Data items:
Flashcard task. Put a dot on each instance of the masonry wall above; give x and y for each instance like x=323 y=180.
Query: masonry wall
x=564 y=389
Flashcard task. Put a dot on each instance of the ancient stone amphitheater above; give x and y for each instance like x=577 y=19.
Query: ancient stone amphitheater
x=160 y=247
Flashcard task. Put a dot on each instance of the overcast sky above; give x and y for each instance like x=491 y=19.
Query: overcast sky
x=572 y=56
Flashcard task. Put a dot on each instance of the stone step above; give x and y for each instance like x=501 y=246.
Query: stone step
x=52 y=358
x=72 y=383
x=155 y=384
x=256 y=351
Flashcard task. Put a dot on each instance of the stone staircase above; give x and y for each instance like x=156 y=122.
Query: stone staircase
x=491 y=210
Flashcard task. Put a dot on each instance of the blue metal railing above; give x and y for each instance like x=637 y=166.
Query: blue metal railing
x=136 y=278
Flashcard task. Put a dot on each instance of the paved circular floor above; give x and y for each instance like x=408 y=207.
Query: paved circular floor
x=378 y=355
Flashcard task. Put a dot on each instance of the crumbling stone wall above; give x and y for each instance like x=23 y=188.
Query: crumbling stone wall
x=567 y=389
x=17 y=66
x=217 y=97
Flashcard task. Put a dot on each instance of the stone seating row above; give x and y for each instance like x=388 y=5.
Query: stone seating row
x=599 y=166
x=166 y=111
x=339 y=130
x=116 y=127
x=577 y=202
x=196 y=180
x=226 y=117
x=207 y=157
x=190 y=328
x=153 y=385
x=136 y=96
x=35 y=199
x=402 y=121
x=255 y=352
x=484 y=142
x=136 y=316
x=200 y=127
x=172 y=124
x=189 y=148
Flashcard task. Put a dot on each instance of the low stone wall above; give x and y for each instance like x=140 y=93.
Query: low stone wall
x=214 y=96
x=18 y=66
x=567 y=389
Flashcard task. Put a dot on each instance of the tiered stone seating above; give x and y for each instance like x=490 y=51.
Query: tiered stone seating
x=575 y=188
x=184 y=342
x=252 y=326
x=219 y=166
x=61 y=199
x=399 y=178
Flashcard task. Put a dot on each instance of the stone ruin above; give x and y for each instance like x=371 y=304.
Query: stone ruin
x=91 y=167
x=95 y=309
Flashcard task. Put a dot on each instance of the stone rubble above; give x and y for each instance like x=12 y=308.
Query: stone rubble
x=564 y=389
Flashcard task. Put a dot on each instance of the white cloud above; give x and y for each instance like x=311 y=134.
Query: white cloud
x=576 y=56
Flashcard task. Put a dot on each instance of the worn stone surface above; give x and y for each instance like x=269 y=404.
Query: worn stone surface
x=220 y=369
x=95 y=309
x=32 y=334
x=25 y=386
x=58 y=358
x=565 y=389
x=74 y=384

Required work: With the line containing "like x=156 y=122." as the first and the last line of the data as the final one, copy every line between them exactly, those two included.

Written solution:
Flashcard task. Put a dot on each instance of the stone staircase above; give x and y for each instance like x=156 y=122.
Query: stone staircase
x=491 y=210
Flashcard task. Put a dot on each instance of the blue metal railing above; give x and y for each instance like x=637 y=166.
Query: blue metal railing
x=136 y=278
Flashcard task. Put a dot on each instance of the paved circular floor above; give x and y for each instance like x=408 y=207.
Query: paved circular floor
x=378 y=355
Flashcard task. Put a dot on each instance of the crumbling stone wall above; give x and y for each instance like x=23 y=188.
Query: crumbling stone wall
x=567 y=389
x=17 y=66
x=217 y=97
Flashcard task. Put a dot on each instance of the stone seating row above; give x and y for each instance like x=388 y=5.
Query: stone seating row
x=599 y=166
x=166 y=111
x=339 y=130
x=116 y=127
x=577 y=202
x=196 y=180
x=226 y=117
x=207 y=157
x=190 y=328
x=153 y=385
x=136 y=96
x=35 y=199
x=402 y=121
x=255 y=352
x=484 y=142
x=136 y=316
x=200 y=127
x=172 y=124
x=189 y=148
Flashcard task. Put a dot on each instance of the low stone wall above; give x and y for each instance like x=140 y=93.
Query: low stone wall
x=214 y=96
x=18 y=66
x=567 y=389
Flashcard task. Put a dot on each instance of the tiered stone seating above; give x and y for each instance like x=490 y=51.
Query: tiered stone seating
x=575 y=188
x=184 y=342
x=252 y=326
x=219 y=166
x=61 y=199
x=399 y=178
Flashcard task. Put a dot on each instance of the stone ruin above; give x and y for each instance like x=371 y=304.
Query: stone ruin
x=91 y=167
x=95 y=309
Flashcard task. Put a dot on each instance of the stone rubble above; give x and y for each instance like x=12 y=308.
Query: stone rubble
x=564 y=389
Flashcard task. Put a dot on each instance of the white cloud above; give x and y for each instance like x=311 y=134.
Query: white cloud
x=576 y=56
Flashcard task. Put a dot on each instance of the worn stone surface above; give x and y for each instance like x=269 y=404.
Query: worn stone surface
x=220 y=369
x=95 y=309
x=32 y=334
x=25 y=386
x=58 y=358
x=565 y=389
x=74 y=384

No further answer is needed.